§ **Short problem**
Write out the full set of records below exactly.

* begin Records shown *

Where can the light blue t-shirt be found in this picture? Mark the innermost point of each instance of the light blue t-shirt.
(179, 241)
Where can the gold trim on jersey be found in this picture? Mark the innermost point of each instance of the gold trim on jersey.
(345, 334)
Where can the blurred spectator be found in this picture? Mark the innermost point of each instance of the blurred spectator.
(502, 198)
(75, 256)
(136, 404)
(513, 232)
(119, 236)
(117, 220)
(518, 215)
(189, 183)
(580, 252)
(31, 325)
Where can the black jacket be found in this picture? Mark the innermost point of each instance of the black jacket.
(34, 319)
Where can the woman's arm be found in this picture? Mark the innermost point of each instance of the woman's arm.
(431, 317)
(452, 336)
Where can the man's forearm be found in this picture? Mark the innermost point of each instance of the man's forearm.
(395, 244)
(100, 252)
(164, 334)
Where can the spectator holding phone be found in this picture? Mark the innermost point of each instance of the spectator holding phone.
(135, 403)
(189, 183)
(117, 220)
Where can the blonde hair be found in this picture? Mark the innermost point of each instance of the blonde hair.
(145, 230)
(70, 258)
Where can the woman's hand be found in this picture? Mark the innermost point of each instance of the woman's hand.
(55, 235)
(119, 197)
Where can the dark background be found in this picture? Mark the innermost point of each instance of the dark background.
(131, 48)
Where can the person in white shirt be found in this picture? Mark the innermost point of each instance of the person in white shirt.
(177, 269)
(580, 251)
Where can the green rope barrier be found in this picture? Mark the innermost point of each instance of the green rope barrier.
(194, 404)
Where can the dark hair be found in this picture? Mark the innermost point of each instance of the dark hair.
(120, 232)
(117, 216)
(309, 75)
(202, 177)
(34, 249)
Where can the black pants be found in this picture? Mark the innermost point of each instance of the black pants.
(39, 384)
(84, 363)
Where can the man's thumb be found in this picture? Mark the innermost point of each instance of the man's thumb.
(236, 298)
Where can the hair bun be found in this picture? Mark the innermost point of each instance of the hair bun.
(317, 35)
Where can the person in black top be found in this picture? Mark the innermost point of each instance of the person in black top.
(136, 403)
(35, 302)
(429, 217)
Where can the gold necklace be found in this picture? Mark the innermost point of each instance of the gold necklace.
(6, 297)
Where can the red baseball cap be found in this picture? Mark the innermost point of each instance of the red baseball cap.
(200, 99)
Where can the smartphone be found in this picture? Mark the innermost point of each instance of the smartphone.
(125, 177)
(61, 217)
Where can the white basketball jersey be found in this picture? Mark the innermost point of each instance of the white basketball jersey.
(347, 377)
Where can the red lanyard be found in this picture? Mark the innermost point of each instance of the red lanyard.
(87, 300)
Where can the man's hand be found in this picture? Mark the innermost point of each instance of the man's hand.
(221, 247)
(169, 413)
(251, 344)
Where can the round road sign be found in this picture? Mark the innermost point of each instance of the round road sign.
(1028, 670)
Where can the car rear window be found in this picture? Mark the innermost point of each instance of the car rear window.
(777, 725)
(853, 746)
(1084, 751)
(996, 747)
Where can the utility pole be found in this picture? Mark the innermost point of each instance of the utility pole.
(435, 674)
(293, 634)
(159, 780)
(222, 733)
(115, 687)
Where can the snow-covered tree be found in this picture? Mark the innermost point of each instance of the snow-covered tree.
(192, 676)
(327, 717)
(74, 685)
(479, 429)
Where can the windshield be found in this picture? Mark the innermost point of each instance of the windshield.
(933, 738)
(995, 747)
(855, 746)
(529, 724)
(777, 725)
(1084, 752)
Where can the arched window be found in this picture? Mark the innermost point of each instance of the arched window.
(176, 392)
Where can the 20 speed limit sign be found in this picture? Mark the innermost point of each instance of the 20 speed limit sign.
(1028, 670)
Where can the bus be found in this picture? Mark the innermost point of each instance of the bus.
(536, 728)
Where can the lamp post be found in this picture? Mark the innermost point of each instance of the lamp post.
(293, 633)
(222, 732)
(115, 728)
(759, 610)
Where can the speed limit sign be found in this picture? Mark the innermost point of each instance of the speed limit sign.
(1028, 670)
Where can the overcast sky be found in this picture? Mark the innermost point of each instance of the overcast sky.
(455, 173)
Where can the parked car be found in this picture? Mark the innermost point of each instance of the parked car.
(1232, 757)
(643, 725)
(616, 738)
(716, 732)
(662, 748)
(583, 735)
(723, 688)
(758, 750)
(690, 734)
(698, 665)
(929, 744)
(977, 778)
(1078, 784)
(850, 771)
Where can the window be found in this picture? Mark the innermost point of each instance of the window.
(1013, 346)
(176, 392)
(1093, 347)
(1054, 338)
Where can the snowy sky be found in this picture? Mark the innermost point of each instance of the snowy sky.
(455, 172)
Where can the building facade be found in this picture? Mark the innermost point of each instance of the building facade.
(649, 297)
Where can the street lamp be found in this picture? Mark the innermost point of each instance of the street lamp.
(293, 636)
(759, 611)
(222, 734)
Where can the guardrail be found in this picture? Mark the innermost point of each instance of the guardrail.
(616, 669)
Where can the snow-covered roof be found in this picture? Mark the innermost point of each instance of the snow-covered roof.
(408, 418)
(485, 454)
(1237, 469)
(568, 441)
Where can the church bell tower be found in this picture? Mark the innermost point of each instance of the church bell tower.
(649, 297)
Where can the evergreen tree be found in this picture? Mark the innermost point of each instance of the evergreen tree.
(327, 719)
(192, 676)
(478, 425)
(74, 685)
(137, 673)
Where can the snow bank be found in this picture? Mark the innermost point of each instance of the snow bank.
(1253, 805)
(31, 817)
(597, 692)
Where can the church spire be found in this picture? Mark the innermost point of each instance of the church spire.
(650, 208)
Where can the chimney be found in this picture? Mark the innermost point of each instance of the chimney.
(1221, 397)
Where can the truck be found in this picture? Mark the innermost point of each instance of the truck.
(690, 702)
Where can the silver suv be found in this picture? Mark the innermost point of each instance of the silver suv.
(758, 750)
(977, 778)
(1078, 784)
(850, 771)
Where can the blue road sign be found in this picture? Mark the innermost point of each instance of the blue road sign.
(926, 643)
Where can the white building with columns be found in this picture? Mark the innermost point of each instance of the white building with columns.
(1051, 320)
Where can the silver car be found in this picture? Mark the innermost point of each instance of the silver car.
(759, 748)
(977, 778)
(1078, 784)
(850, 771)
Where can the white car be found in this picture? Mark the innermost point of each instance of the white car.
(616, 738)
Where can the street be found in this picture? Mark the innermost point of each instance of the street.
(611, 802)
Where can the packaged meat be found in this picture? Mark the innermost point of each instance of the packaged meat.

* end Records shown *

§ **Correct answer**
Where can the light blue t-shirt be found in this picture? Mark the innermost point of each instance of the light blue t-shirt.
(179, 241)
Where can the gold trim on jersey be found in this picture? Mark the innermost point of each instance of the gold trim on jersey.
(345, 334)
Where can the blurred spectator be found in this picture? Mark the innermost point of each instance of the blurred spectator.
(502, 198)
(75, 256)
(136, 404)
(513, 232)
(119, 236)
(117, 220)
(518, 215)
(189, 183)
(580, 252)
(31, 325)
Where can the black jacket be found in this picture? Mark the innermost point of each instance of the black jacket.
(34, 319)
Where can the woman's arm be found in this picture? Mark the innermost point of each instance of the woman's arm.
(431, 317)
(452, 336)
Where can the man's forearm be found in this picture? Mark the innermost point of each instance of the man's forearm.
(395, 244)
(100, 252)
(164, 334)
Where can the spectator holding phone be found in this picture? Mark the innermost point of each instance of the spectator holding phone.
(135, 403)
(189, 183)
(117, 220)
Where can the blonde hair be found in this picture? Mark the innermost point of each instance of the blonde hair.
(145, 230)
(70, 258)
Where can the woman's hand be found in this picture? Mark the innermost point of each instance of the woman's hand.
(55, 235)
(119, 197)
Where can the dark background be found in this picture? Mark the innermost point of each instance of the dark background.
(131, 48)
Where can the person in white shirt be found in this picture? Mark the innermost point of each instance of the person in white shirt.
(177, 269)
(580, 251)
Where can the green rope barrier be found in this picture? Mark the innermost point of each instance of the green rope barrier.
(194, 404)
Where can the dark hair be found in this picture? Mark the innermost point of each instance of the dark hair.
(120, 232)
(117, 216)
(309, 75)
(202, 177)
(34, 249)
Where can the black pants be found in this picture? Mark the innermost point of each instance of the black pants.
(39, 384)
(84, 363)
Where can the man's thumb be found in this picture? Mark the innermost point of each instance of the man's thumb.
(236, 298)
Where can the hair bun be found in this picture? Mark the innermost point of each instance of the hair bun.
(317, 35)
Where can the person in black top be found in this picture? Mark the innermost point of each instance of the person in black top.
(136, 403)
(35, 302)
(429, 217)
Where can the gold necklace be found in this picture? Mark the innermost point of each instance of the gold necklace.
(6, 297)
Where can the red baseball cap be found in this picture? Mark the innermost point of each instance of the red baseball cap.
(200, 99)
Where can the smartphone be found in this picture? Mark the innermost point of each instance of the smartphone.
(125, 177)
(61, 217)
Where can the white basketball jersey be found in this picture? Mark the innermost point of each instance of the white basketball jersey.
(347, 377)
Where can the red lanyard be found in this picture? Mark the innermost point of each instance of the red lanyard.
(87, 300)
Where can the man's hand be found in this picture? Mark the innermost point of each instance of the man's hand.
(221, 247)
(169, 413)
(251, 344)
Where can the round road sign be found in this picture? Mark the innermost point of each instance of the round road sign.
(1028, 670)
Where can the car rear window be found in this picture? Mark the innermost point of each instance of the car rear window.
(777, 725)
(853, 746)
(1084, 751)
(996, 747)
Where can the utility pole be found in this picture? Mark the innermost point of each instance of the utility pole.
(435, 674)
(293, 634)
(159, 780)
(222, 733)
(115, 687)
Where can the snow-covered tree be found in this picture? Mark the innermost point of each instance of the snow-covered tree.
(192, 676)
(327, 717)
(74, 685)
(479, 429)
Where can the windshield be found in this picture? Mark the innermost point of each instance of the windshield.
(933, 738)
(995, 747)
(855, 746)
(529, 724)
(777, 725)
(1084, 752)
Where can the arched window be found in this picture? Mark the innermost point of each instance of the arched window.
(176, 392)
Where can the 20 speed limit sign be found in this picture? Mark the innermost point of each instance of the 20 speed limit sign.
(1028, 670)
Where can the bus be found in this picture? Mark the innermost point of each instance of the bus.
(536, 728)
Where can the lamp post be found in this picture? Mark the innermost point of each instance of the lamp post.
(293, 633)
(222, 732)
(115, 728)
(759, 610)
Where can the speed limit sign be found in this picture? Mark the innermost point of each instance of the speed limit sign.
(1028, 670)
Where can the overcast sky be found in this picture? Mark the innermost point of each instance of the overcast sky.
(455, 173)
Where can the parked car be found in this picture? Mark the innermost point of each instance of the parked car.
(1232, 757)
(643, 725)
(616, 738)
(716, 732)
(662, 748)
(583, 735)
(723, 688)
(758, 750)
(690, 734)
(698, 665)
(929, 744)
(977, 778)
(1078, 784)
(850, 771)
Where can the window be found in this picture? Mark the innermost point of each instance of the window.
(1013, 346)
(176, 392)
(1093, 347)
(1054, 338)
Where can the snowy sky be found in this picture? Mark the innermost point of each instance of the snowy sky.
(455, 172)
Where can the building facade be found in this picture? Mark the innermost point of each instance of the building facade.
(649, 297)
Where can the street lamp be found in this picture? Mark the innermost point of each instance of the street lamp.
(293, 636)
(759, 611)
(222, 734)
Where can the guardrail be found in this picture? Mark the innermost point of each instance of the guardrail.
(616, 669)
Where can the snow-covered roof be found in this picture? Mark the innermost point of each instance of the snow-covered roof.
(408, 418)
(485, 454)
(1237, 469)
(568, 441)
Where can the church bell tower be found in this picture? Mark the innermost point of each instance of the church bell tower.
(649, 297)
Where can the evergreen tree be found in this picture? Mark the innermost point of each instance of the evergreen tree.
(327, 719)
(192, 676)
(478, 425)
(74, 685)
(137, 673)
Where can the snow bank be found in this picture? Mark the innermost point of each instance of the snow bank.
(1253, 805)
(31, 817)
(597, 692)
Where can the church spire be found in this picture? Mark the innermost point of each instance of the church spire.
(650, 208)
Where can the chimney be found in this picture? Mark the innermost point of each instance of the chimney.
(1221, 397)
Where can the truck be found in this picture? Mark the innermost point of each instance of the truck.
(690, 702)
Where can the silver suv be found in this picture? Mark the innermost point of each instance of the silver suv.
(758, 750)
(977, 778)
(1078, 784)
(850, 771)
Where can the blue road sign be found in this picture? Mark the innermost point of each instance of the blue road sign.
(926, 643)
Where can the white building with columns be found in this picture? Mark the innermost point of each instance of the white building with columns.
(1051, 320)
Where can the silver car be found in this picture? Mark the innermost point of each instance of the silver car.
(759, 748)
(977, 778)
(1078, 784)
(850, 771)
Where can the white car be found in this picture? Mark the innermost point of each instance of the white car.
(616, 738)
Where can the street be found in this picture? Mark the innermost point of each instance of the street.
(611, 802)
Where can the packaged meat be found in this picture? Mark the innermost point of each instance of the packaged meat.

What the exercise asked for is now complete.